# Task
Copy out the whole listing below with "instance" renamed to "occurrence" everywhere it occurs, changing nothing else, and leave the pictures out of your copy.

Entries from a point annotation set:
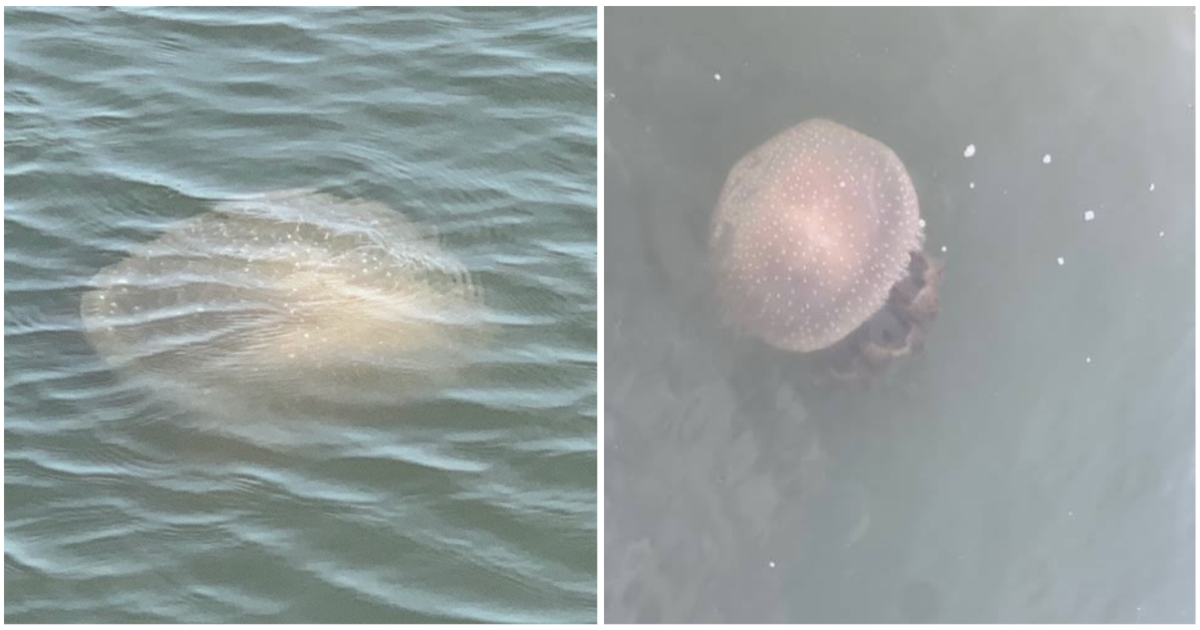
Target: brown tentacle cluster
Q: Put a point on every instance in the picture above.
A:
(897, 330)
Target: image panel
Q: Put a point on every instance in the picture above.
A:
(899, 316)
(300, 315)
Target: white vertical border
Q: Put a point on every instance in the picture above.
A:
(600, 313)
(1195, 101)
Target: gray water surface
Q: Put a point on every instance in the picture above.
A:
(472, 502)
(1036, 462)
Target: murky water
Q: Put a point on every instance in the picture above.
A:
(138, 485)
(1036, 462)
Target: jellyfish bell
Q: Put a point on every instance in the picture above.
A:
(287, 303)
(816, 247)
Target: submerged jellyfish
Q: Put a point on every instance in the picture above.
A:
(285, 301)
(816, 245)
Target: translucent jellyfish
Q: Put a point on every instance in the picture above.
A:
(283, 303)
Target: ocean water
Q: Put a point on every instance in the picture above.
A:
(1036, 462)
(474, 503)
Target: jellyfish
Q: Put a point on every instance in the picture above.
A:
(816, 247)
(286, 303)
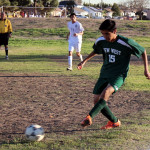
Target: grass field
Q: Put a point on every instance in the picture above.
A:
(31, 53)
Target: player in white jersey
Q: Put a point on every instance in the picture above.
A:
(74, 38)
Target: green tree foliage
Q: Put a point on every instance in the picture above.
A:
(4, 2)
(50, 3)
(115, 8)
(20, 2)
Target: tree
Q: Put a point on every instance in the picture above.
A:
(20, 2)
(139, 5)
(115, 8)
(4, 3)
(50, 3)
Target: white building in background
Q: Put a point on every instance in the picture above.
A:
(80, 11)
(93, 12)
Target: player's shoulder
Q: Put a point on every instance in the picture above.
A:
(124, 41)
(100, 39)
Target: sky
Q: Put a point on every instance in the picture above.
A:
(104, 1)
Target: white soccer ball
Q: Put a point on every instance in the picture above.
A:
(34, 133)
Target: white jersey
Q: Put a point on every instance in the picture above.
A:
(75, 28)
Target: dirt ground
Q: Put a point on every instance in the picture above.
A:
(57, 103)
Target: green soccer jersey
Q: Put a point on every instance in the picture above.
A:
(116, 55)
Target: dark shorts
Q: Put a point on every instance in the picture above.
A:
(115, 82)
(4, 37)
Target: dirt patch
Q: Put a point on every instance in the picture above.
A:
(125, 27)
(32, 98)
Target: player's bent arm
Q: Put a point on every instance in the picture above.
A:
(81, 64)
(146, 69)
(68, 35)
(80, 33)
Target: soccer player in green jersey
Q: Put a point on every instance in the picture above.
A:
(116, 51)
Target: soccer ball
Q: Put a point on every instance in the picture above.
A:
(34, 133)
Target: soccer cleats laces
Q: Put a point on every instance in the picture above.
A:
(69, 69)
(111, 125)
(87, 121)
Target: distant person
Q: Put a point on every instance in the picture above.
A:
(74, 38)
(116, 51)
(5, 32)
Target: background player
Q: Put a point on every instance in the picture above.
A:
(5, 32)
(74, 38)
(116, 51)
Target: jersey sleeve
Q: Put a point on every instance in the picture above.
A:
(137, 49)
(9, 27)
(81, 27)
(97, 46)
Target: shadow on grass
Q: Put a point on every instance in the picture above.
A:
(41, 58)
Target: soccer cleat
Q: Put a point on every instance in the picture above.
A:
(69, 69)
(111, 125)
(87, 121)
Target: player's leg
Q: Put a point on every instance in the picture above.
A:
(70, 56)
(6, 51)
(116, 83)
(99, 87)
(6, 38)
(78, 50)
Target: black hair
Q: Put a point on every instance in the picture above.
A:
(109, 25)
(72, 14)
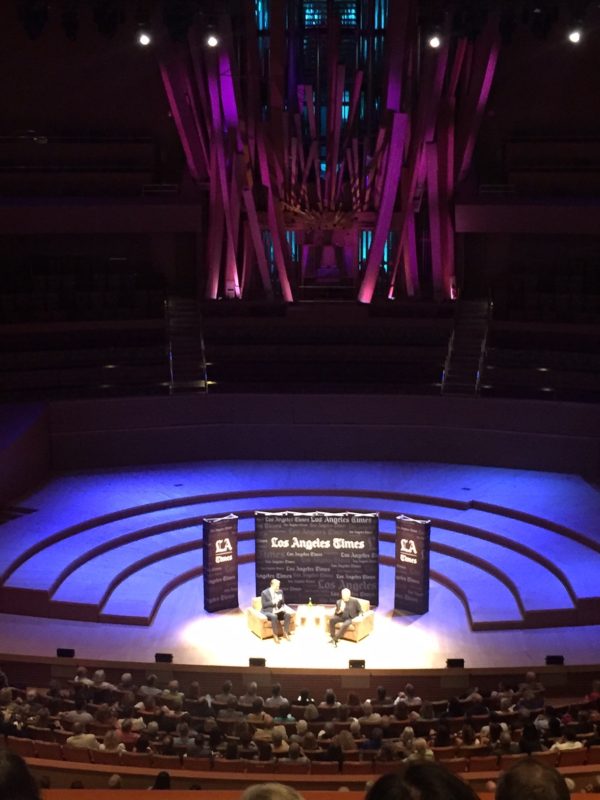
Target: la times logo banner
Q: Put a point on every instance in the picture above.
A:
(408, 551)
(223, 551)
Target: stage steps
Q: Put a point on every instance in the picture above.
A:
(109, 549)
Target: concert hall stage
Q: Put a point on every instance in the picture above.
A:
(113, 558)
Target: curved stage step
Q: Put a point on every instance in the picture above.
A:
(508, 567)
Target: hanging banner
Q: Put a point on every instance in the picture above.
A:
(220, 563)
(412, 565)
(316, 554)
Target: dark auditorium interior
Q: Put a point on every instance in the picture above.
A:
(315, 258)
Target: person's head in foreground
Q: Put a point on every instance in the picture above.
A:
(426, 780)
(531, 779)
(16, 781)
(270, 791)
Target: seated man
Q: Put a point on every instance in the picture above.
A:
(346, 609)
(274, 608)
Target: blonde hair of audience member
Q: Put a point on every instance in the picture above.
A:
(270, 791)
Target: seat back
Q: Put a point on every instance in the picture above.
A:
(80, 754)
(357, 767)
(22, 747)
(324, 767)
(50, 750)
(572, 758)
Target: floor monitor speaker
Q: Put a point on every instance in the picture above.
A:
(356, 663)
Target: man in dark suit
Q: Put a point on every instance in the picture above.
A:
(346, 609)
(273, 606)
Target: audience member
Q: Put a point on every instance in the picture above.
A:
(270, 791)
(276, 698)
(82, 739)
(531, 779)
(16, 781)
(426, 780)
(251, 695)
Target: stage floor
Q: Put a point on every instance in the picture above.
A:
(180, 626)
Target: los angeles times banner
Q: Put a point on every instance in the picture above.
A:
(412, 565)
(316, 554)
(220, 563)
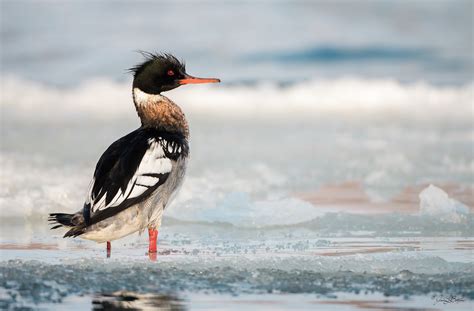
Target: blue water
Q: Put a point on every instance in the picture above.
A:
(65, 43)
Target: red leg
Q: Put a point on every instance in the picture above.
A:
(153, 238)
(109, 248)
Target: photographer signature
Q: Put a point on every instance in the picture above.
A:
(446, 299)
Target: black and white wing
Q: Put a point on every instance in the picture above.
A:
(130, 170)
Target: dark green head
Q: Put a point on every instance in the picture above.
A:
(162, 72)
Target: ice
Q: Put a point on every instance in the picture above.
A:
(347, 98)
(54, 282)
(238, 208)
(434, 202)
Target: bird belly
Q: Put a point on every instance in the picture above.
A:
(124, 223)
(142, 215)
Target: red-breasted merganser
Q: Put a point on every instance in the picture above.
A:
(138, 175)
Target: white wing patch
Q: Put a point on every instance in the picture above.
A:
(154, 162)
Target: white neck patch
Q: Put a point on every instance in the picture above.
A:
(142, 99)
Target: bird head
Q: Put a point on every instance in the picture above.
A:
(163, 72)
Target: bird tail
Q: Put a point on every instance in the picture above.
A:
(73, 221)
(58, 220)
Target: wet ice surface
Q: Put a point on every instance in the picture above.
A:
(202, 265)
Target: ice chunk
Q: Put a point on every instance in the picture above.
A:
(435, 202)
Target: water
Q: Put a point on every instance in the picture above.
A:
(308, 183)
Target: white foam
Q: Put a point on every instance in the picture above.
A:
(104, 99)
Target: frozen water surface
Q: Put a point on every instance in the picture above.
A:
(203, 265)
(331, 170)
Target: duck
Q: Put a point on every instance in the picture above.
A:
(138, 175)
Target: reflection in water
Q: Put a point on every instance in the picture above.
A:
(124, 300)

# Solution
Target: brown tentacle cluster
Q: Put a point on every occurrence in the picture above.
A:
(897, 330)
Target: image panel
Q: Put a point on every occurrence in the picture above.
A:
(899, 316)
(300, 315)
Target: white vertical border
Q: Put a point on every occurrence in the picture above.
A:
(600, 313)
(1195, 101)
Target: gray water surface
Q: Put a point on every occurrence in the picture above.
A:
(472, 502)
(1036, 462)
Target: murky water
Q: Put a point on every occurrence in the picture above.
A:
(138, 485)
(1036, 462)
Target: jellyfish bell
Q: Put a point on every occurrence in the picture above.
A:
(287, 303)
(816, 247)
Target: submerged jellyfish
Q: Put a point on every occurrence in the picture above.
A:
(285, 301)
(816, 245)
Target: translucent jellyfish
Q: Put a point on every occurrence in the picture above.
A:
(283, 303)
Target: ocean water
Q: Put a point on every occurrence in the picture above.
A:
(1036, 462)
(474, 503)
Target: jellyfish
Q: Put a point on every occurrence in the picture above.
A:
(816, 247)
(286, 303)
Target: grass field
Q: Put a point on every occurrence in the picture above.
A:
(31, 53)
Target: player in white jersey
Q: Put a point on every occurrence in the picture above.
A:
(74, 38)
Target: green tree foliage
Q: Put a point on every occurrence in the picture above.
A:
(4, 2)
(50, 3)
(115, 8)
(20, 2)
Target: tree
Q: Put a point on every occurrence in the picture above.
A:
(20, 2)
(139, 5)
(115, 8)
(4, 3)
(50, 3)
Target: white building in background
Q: Put a point on every occurrence in the picture above.
A:
(80, 11)
(93, 12)
Target: player's shoulder
Q: Put a point on every occurrence in the picture above.
A:
(124, 41)
(100, 39)
Target: sky
Q: Put a point on every occurrence in the picture above.
A:
(104, 1)
Target: white soccer ball
Q: Put a point on every occurrence in the picture above.
A:
(34, 133)
Target: white jersey
Q: Put a point on every occurrence in the picture above.
A:
(75, 28)
Target: dirt ground
Q: Put a point on every occurrence in the picture above.
A:
(57, 103)
Target: green soccer jersey
Q: Put a point on every occurrence in the picture above.
A:
(116, 55)
Target: dark shorts
Q: Put a point on every occurrence in the picture above.
A:
(115, 82)
(4, 37)
Target: dirt patch
Q: Put a point on every occurrence in the picture above.
A:
(125, 27)
(32, 98)
Target: player's bent arm
Q: Put a point on every occurrence in the picture above.
A:
(81, 64)
(146, 69)
(68, 35)
(80, 33)
Target: soccer player in green jersey
Q: Put a point on every occurrence in the picture above.
A:
(116, 51)
Target: soccer ball
Q: Put a point on every occurrence in the picture above.
A:
(34, 133)
Target: soccer cleats laces
Q: Put a point on every occurrence in the picture above.
A:
(69, 69)
(111, 125)
(87, 121)
Target: distant person
Q: Put a point on every occurrence in the picture above.
A:
(74, 38)
(116, 51)
(5, 32)
Target: background player
Q: Put a point on every occurrence in the picture above.
A:
(5, 32)
(74, 38)
(116, 51)
Target: jersey sleeve
Q: Put a point on every occurrence in the picture above.
A:
(137, 49)
(9, 27)
(81, 27)
(97, 46)
Target: shadow on grass
Q: Put a point on every occurrence in the picture above.
A:
(41, 58)
Target: soccer cleat
Q: Put a point on every occurrence in the picture above.
A:
(69, 69)
(111, 125)
(87, 121)
Target: player's leg
Q: Put a point on every occurrence in the picture above.
A:
(70, 56)
(6, 51)
(116, 83)
(99, 87)
(6, 38)
(78, 50)
Target: black hair
Q: Put a point on every occurrence in the picture above.
A:
(109, 25)
(72, 14)
Target: la times logo banner
Q: Put a point on every occurrence in the picture above.
A:
(408, 551)
(223, 551)
Target: stage steps
Q: Put a point on every occurrence in the picture above.
A:
(109, 549)
Target: concert hall stage
Q: Put a point on every occurrence in the picture above.
A:
(113, 558)
Target: curved stage step
Q: Put a point on every occurrence in the picture above.
A:
(508, 567)
Target: hanging banner
Q: Put a point on every occurrence in the picture above.
A:
(220, 563)
(412, 565)
(316, 554)
Target: dark auditorium interior
Q: Put a point on every occurrence in the picture above.
A:
(315, 258)
Target: person's head in foreground
Q: Put a point on every occurrence in the picture above.
A:
(426, 780)
(531, 779)
(16, 781)
(270, 791)
Target: seated man
Q: Put a point on every occurrence in the picture above.
A:
(346, 609)
(274, 608)
Target: blonde hair of audience member
Q: Put a point on every occurrence in the picture above.
A:
(270, 791)
Target: seat back
Q: Put a point on every occurrence in the picture above.
A:
(80, 754)
(357, 767)
(22, 747)
(324, 767)
(50, 750)
(572, 758)
Target: floor monitor speaker
Q: Put a point on every occurrence in the picture above.
A:
(356, 663)
Target: man in dark suit
Q: Put a point on every occurrence in the picture above.
A:
(346, 609)
(273, 606)
Target: audience member
Q: Put a point on every occurrence in the picture above.
A:
(270, 791)
(276, 698)
(82, 739)
(531, 779)
(16, 781)
(426, 780)
(251, 695)
Target: stage floor
Q: Put a point on every occurrence in the picture above.
A:
(180, 626)
Target: los angeles times banner
Q: Put a point on every occurrence in the picture above.
A:
(412, 565)
(316, 554)
(220, 563)
Target: blue water
Q: Put a point on every occurrence in the picture above.
A:
(65, 43)
Target: red leg
Q: Put a point on every occurrence in the picture above.
A:
(153, 238)
(109, 248)
Target: photographer signature
Q: Put a point on every occurrence in the picture above.
A:
(446, 299)
Target: black and white wing
Q: Put a point on every occurrence in the picture above.
A:
(130, 170)
Target: dark green head
Q: Put a point on every occurrence in the picture above.
A:
(162, 72)
Target: ice
Q: Put a point on every occurrence in the picture above.
A:
(347, 98)
(54, 282)
(238, 208)
(434, 202)
Target: bird belly
Q: Put a point on every occurrence in the picture above.
A:
(124, 223)
(142, 215)
Target: red-breasted merganser
Q: Put a point on every occurrence in the picture above.
A:
(138, 175)
Target: white wing patch
Q: Put a point on every occurrence in the picture above.
A:
(154, 162)
Target: white neck patch
Q: Put a point on every occurrence in the picture above.
A:
(142, 99)
Target: bird head
Q: Put a point on every occurrence in the picture above.
A:
(163, 72)
Target: bird tail
Q: Put a point on every occurrence in the picture above.
A:
(73, 221)
(58, 220)
Target: wet ice surface
Q: Put a point on every occurrence in the picture above.
A:
(202, 265)
Target: ice chunk
Q: Put a point on every occurrence in the picture above.
A:
(435, 202)
Target: water
Q: Put a point on every occurrence in the picture above.
A:
(308, 183)
Target: white foam
Q: Put a point on every occurrence in the picture above.
A:
(104, 99)
Target: frozen water surface
Q: Put a point on every occurrence in the picture above.
A:
(203, 265)
(331, 170)
Target: duck
Q: Put a point on every occurrence in the picture above.
A:
(138, 175)
Target: reflection in water
Q: Put a point on every occurrence in the picture above.
A:
(124, 300)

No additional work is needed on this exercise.